● YOUR TASK
Copy the records from the line containing "pin: racket grip" through the end of the records, both included, and leave out the pictures.

※

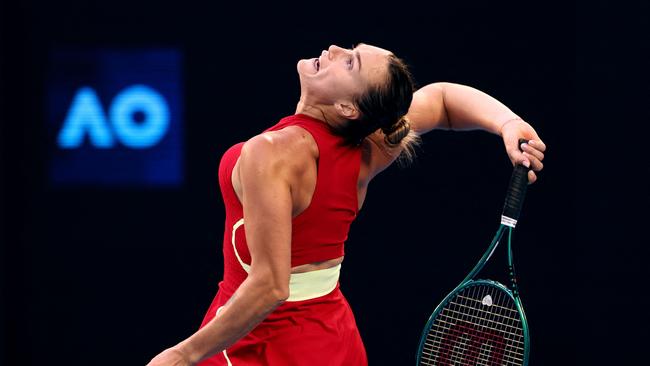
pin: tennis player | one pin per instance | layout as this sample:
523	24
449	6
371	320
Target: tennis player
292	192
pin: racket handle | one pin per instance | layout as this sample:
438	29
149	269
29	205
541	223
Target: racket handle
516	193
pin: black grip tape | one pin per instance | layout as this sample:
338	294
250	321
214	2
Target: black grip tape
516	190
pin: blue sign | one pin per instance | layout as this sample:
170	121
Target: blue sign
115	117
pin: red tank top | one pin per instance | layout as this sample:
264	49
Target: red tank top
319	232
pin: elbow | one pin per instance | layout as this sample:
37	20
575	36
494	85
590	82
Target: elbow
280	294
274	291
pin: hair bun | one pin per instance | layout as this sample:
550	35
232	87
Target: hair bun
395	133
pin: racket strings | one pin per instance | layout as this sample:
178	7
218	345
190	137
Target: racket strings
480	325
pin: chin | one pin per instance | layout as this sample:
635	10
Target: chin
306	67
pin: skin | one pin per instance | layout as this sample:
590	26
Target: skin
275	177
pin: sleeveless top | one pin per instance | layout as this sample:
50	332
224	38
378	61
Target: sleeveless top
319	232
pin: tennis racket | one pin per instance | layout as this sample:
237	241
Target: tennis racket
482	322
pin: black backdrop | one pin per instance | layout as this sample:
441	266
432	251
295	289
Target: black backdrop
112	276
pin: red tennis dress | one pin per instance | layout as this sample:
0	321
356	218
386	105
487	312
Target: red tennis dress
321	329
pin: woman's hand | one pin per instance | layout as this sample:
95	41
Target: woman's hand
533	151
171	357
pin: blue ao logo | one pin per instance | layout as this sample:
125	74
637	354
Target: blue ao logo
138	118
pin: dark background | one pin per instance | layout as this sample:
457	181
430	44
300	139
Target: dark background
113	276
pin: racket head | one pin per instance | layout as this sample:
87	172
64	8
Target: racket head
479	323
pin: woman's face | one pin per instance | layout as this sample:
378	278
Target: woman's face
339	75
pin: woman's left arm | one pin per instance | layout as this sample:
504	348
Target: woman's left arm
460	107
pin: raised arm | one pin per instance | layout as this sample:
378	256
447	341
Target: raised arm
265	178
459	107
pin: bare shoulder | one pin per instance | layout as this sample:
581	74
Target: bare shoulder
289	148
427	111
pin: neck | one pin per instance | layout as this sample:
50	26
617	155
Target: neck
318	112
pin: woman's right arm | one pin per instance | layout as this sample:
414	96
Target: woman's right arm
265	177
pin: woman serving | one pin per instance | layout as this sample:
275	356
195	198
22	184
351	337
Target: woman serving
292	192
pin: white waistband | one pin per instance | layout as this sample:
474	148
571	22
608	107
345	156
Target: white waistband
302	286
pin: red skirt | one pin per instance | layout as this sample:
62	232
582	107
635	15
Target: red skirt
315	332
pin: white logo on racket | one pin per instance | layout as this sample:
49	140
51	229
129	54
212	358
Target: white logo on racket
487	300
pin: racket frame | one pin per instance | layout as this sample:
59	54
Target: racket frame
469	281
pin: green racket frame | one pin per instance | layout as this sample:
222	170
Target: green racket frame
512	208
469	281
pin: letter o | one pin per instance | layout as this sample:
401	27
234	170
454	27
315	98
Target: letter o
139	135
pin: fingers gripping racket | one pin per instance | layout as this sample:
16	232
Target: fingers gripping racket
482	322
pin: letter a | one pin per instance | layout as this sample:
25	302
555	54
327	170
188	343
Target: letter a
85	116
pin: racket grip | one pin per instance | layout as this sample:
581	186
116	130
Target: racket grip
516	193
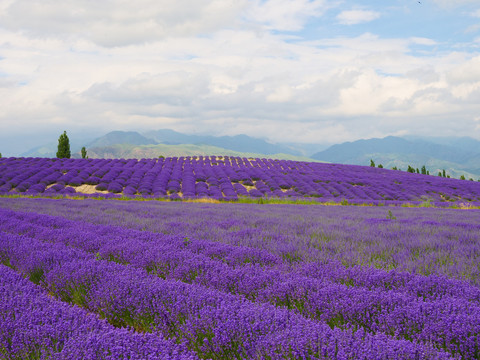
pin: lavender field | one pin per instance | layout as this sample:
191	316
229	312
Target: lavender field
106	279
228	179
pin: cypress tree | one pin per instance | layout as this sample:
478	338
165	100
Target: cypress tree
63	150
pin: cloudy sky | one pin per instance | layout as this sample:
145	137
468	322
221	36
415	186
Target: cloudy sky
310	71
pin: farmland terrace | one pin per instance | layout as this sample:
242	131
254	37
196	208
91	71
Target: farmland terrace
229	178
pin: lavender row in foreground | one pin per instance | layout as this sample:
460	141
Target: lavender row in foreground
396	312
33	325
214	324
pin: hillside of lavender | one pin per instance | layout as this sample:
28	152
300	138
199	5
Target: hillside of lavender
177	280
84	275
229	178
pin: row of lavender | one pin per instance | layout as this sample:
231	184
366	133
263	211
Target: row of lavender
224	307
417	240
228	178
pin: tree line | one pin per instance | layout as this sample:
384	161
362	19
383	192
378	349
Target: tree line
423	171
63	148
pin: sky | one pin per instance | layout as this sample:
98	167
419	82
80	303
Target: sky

※

● ANSWER TO THIS PROBLEM
pin: racket grip | one pin per instance | layout as this sample:
581	186
116	130
Target: racket grip
516	193
pin: lavender field | one pin per instance | layout as this sample:
191	316
229	312
Target: lavender field
106	279
228	179
pin: cypress tree | one pin per instance | layout as this sample:
478	338
165	100
Target: cypress tree
63	150
pin: cloudy sky | one pin per instance | layout as this sample:
145	137
468	322
221	36
415	186
Target: cloudy sky
310	71
pin: farmland terrace | one pin per instance | layout as this sample:
242	131
254	37
196	208
91	71
Target: farmland terrace
229	178
pin: lavender row in foreground | one pin per instance | layout as this sample:
460	141
Target: lavender row in foreground
396	312
33	325
214	324
pin: hillside of lavender | one pin per instance | layout as this sample:
28	152
300	138
199	5
Target: hillside of lavender
177	280
84	275
229	178
pin: row of lavender | one pin per instance | layout as this sample:
231	184
366	133
263	211
Target: row of lavender
224	307
417	240
228	178
pin: tree line | one pin per instance | layout as this sample:
384	161
362	19
383	192
378	349
Target: tree line
423	171
63	148
pin: sky | one pin per instance | layout as this sample:
98	167
419	82
80	303
Target: sky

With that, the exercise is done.